DOCUMENT EXCERPT.
All of lore.kernel.org
 help / color / mirror / Atom feed
From: Qu Wenruo <quwenruo@cn.fujitsu.com>
To: John Ettedgui <john.ettedgui@gmail.com>,
	Austin S Hemmelgarn <ahferroin7@gmail.com>
Cc: btrfs <linux-btrfs@vger.kernel.org>
Subject: Re: mount btrfs takes 30 minutes, btrfs check runs out of memory
Date: Fri, 15 Jul 2016 13:24:45 +0800	[thread overview]
Message-ID: <fd718727-9b54-ba58-5f39-63066181d13e@cn.fujitsu.com> (raw)
In-Reply-To: <CAJ3TwYRXwDVVfT0TRRiM9dEw-7TvY8qG=WvMYKczZOv6wkFWAQ@mail.gmail.com>



At 07/15/2016 12:39 PM, John Ettedgui wrote:
> On Thu, Jul 14, 2016 at 8:56 PM Qu Wenruo <quwenruo@cn.fujitsu.com
> <mailto:quwenruo@cn.fujitsu.com>> wrote:
>
>     Sorry for the late reply.
>
> Oh it's all good, it's only a been a few days.
>
>     [Slow mount]
>     In fact we also reproduce the same problem, and found the problem.
>
> Awesome!
>
>     It's related to the size of extent tree.

GIVEN INFORMATION.
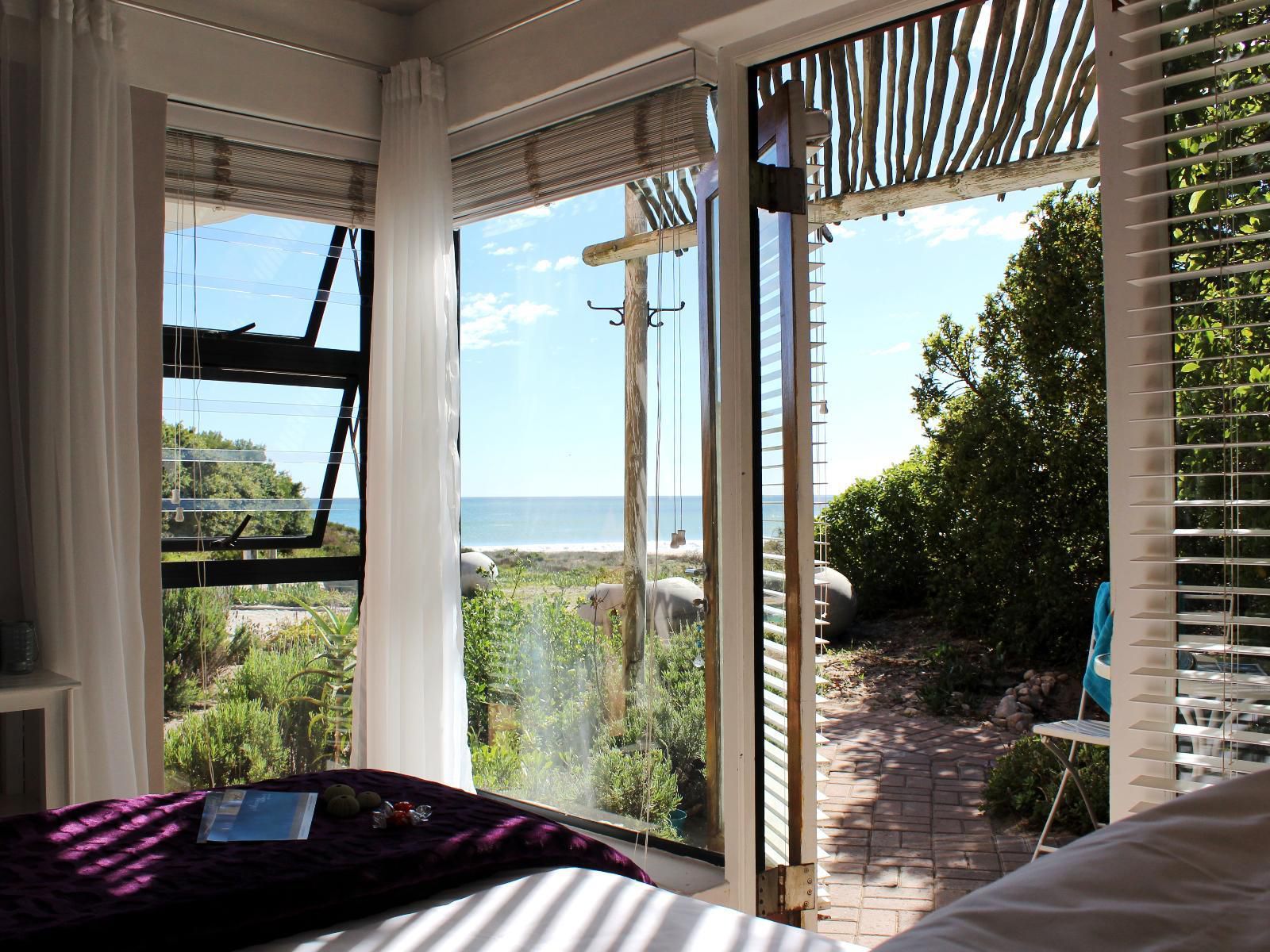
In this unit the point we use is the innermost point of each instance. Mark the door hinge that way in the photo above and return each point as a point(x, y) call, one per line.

WRITTEN TASK A. Please quote the btrfs mailing-list message word for word, covering the stretch from "At 07/15/2016 12:39" through "a few days.".
WRITTEN TASK B.
Answer these about the btrfs mailing-list message:
(i) Which list address is on the Cc line?
(ii) At what time on 07/15/2016 did John Ettedgui write the message being answered?
(iii) What does the quoted reply say the slow mount is related to?
WRITTEN TASK C. List every recipient named on the To and Cc lines of the btrfs mailing-list message, each with its address.
The material is separate from the btrfs mailing-list message.

EXPECTED OUTPUT A.
At 07/15/2016 12:39 PM, John Ettedgui wrote:
> On Thu, Jul 14, 2016 at 8:56 PM Qu Wenruo <quwenruo@cn.fujitsu.com
> <mailto:quwenruo@cn.fujitsu.com>> wrote:
>
>     Sorry for the late reply.
>
> Oh it's all good, it's only a been a few days.

EXPECTED OUTPUT B.
(i) btrfs <linux-btrfs@vger.kernel.org>
(ii) 12:39 PM
(iii) The size of the extent tree.

EXPECTED OUTPUT C.
John Ettedgui <john.ettedgui@gmail.com>
Austin S Hemmelgarn <ahferroin7@gmail.com>
btrfs <linux-btrfs@vger.kernel.org>